-- Begin Dataset excerpts --

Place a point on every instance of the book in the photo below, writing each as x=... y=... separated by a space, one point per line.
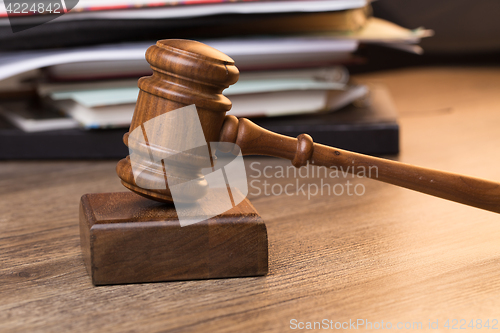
x=248 y=53
x=95 y=9
x=371 y=128
x=274 y=93
x=33 y=118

-- End Dataset excerpts --

» Written problem
Copy the data above word for word, leaving out the pictures.

» Worked solution
Place a point on every instance of the book in the photo below, writing each as x=... y=... separated by a space, one point per line.
x=248 y=53
x=95 y=9
x=371 y=128
x=274 y=93
x=33 y=118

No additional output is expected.